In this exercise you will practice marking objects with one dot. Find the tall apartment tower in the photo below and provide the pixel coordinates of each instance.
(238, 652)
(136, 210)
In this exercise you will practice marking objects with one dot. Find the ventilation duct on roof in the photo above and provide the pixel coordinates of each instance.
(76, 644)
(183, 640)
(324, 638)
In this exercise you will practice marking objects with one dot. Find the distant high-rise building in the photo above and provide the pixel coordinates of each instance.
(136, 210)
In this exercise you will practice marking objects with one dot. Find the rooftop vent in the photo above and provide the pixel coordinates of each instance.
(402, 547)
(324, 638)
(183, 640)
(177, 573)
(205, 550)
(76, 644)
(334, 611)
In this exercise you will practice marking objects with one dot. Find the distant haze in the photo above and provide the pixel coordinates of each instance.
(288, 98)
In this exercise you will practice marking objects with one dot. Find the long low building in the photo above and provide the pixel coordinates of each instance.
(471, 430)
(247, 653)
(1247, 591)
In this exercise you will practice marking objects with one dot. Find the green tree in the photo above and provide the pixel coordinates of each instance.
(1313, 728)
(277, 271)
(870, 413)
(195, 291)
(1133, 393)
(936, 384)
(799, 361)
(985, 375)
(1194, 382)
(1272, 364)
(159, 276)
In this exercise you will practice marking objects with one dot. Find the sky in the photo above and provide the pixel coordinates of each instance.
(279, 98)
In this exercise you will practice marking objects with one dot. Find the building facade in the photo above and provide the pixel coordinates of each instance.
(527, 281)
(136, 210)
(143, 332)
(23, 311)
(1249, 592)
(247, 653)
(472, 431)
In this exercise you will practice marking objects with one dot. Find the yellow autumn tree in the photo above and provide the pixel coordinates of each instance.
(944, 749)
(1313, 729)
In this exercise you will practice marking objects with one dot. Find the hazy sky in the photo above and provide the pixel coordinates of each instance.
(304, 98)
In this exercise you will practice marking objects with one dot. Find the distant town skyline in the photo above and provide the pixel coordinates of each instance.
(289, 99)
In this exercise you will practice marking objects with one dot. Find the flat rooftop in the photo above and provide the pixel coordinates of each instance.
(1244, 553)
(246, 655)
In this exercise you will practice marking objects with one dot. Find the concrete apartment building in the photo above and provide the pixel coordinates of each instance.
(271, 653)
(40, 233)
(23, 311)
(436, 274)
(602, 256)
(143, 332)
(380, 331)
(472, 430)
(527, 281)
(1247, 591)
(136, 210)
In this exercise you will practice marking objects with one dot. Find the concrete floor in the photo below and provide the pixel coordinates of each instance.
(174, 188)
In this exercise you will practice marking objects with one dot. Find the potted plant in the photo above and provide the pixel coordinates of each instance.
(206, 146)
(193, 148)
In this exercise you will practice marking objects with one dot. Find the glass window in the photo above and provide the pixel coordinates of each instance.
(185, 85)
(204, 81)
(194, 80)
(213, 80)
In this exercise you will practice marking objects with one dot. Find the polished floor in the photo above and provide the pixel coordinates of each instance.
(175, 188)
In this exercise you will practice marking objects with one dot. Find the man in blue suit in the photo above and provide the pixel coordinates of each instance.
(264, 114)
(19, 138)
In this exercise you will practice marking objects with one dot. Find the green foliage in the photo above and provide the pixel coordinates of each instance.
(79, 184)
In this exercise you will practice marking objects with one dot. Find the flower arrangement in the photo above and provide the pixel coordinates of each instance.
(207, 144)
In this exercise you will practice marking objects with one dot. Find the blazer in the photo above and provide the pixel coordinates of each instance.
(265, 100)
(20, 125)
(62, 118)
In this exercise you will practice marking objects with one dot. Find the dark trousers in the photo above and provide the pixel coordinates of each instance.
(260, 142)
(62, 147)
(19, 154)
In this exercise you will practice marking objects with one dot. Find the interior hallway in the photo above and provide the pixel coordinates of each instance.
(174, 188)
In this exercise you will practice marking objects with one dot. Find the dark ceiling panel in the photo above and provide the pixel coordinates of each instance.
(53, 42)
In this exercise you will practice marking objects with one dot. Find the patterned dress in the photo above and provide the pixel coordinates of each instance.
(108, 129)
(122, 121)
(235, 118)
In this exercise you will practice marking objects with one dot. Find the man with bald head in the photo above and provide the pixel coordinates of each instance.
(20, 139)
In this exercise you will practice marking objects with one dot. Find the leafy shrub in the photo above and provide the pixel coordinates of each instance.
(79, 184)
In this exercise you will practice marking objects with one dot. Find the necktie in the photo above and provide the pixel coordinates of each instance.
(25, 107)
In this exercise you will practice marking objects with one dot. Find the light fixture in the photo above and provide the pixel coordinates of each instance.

☆ ☆ ☆ ☆ ☆ ☆ ☆

WORK ORDER »
All of the entries above need to be retyped exactly.

EXERCISE ANSWER »
In this exercise you will practice marking objects with one dot. Find the tall apartment tower in the photo below and provide the pixel coordinates of each instance.
(238, 652)
(136, 210)
In this exercise you will practice marking objects with one dot. Find the ventilation duct on roof in the photo above and provide the pixel coordinates of each instance.
(76, 644)
(183, 640)
(324, 638)
In this exercise you will practice marking objects with one dot. Find the distant high-rise building in the photo above and provide the pixel coordinates of each instance.
(136, 210)
In this exercise you will practice marking objects with one dot. Find the rooftop vent in the photo above and provide the pixel coordinates of each instance.
(402, 547)
(324, 638)
(183, 640)
(177, 573)
(205, 550)
(76, 644)
(334, 611)
In this exercise you will practice marking objects with one dot. Find the distant haze in the photo above and provide the pixel coordinates of each instance.
(288, 98)
In this exercise you will practice marking objects with one dot. Find the long low building in the photo above and provide the pixel coordinates of each instance.
(471, 430)
(247, 653)
(1247, 591)
In this exercise you will practice marking objects with one dot. Find the green tree in the photo above and provide the pixel coordinates of each instance.
(1313, 728)
(277, 271)
(870, 413)
(195, 291)
(1133, 393)
(936, 384)
(799, 361)
(985, 375)
(1194, 382)
(1272, 364)
(159, 276)
In this exercise you will practice marking objects with one dot. Find the sky in the photo above and provide the pixel coordinates of each instance.
(279, 98)
In this exercise you will practice marking objects with one dot. Find the building facade in the photo above and provide the pixel coordinates of each instance.
(527, 281)
(136, 210)
(143, 332)
(23, 311)
(1249, 592)
(247, 653)
(472, 431)
In this exercise you will practice marking objects with one dot. Find the yellow autumn tree in the photo above and provide the pixel coordinates of each instance.
(944, 749)
(1313, 729)
In this exercise you will practice marking objects with one dot. Find the hazy sky in the photo above and provide the pixel coordinates of each instance.
(304, 98)
In this exercise you will practice marking objects with one dot. Find the distant town skyline in the photo above and provide the pixel coordinates of each instance.
(289, 99)
In this exercise you will practice marking objects with one dot. Find the flat rooftop in the photo above and provide the pixel coordinates of each instance.
(1244, 553)
(246, 655)
In this exercise you will practice marking objects with one dot. Find the concrete apartment building in the photo above and provide the pixel coordinates of each instance.
(271, 653)
(40, 233)
(23, 311)
(436, 274)
(602, 256)
(143, 332)
(380, 331)
(472, 430)
(527, 281)
(1247, 591)
(136, 210)
In this exercise you will practice marking objects with one dot. Find the concrete floor in the photo below and provide the pixel coordinates of each instance.
(174, 188)
In this exercise you will practice marking objects with one dot. Find the potted plant in the photo above and provide the pixel coordinates of each instance.
(206, 146)
(193, 148)
In this exercise you will practice marking objects with one dot. Find the glass window in the photo above and provide the pixel coordinates of each instance.
(185, 85)
(204, 81)
(194, 80)
(213, 80)
In this exercise you will practice marking objects with one dot. Find the polished floor in the photo above and provide the pixel coordinates of each instance.
(175, 188)
In this exercise you will practice marking objects with one dot. Find the man in blue suit in the photo above and provide the pixel coordinates of each instance.
(264, 114)
(19, 138)
In this exercise you will practice marking objects with one dot. Find the green foliage in the photo above and provide the pixel coordinates of each instance.
(79, 184)
In this exercise you will practice marking objects with one dot. Find the flower arrangement in the photo above and provide the pixel coordinates of each instance.
(207, 144)
In this exercise you will practice marking objects with one dot. Find the blazer in the photo above and provide the pixel coordinates of each instance.
(265, 100)
(20, 125)
(62, 118)
In this exercise you will practice marking objects with one dot. Find the dark trousers in the photo above and provide the pixel coordinates of each instance.
(260, 142)
(62, 147)
(19, 154)
In this exercise you will practice marking objects with one dot. Find the interior hallway in the photo above and provide the pixel coordinates of each instance.
(174, 188)
In this exercise you will practice marking objects with one dot. Find the dark ceiling panel in the photo above and provide the pixel coordinates of each instance.
(53, 42)
In this exercise you will practice marking objects with one dot. Find the patterned dress in the photo above and provide the pixel coordinates of each instance.
(108, 129)
(122, 121)
(235, 118)
In this exercise you will practice marking objects with one dot. Find the man with bald head in the photo above and provide the pixel coordinates of each instance.
(20, 139)
In this exercise you will practice marking objects with one dot. Find the leafy shrub in the photo above and provide the pixel coordinates of each instance.
(79, 184)
In this exercise you will practice marking objects with one dot. Find the necktie in the photo above and provide the pixel coordinates of each instance.
(25, 107)
In this exercise you will practice marking objects with one dot. Find the light fixture in the photo above and provide the pixel coordinates of each instance.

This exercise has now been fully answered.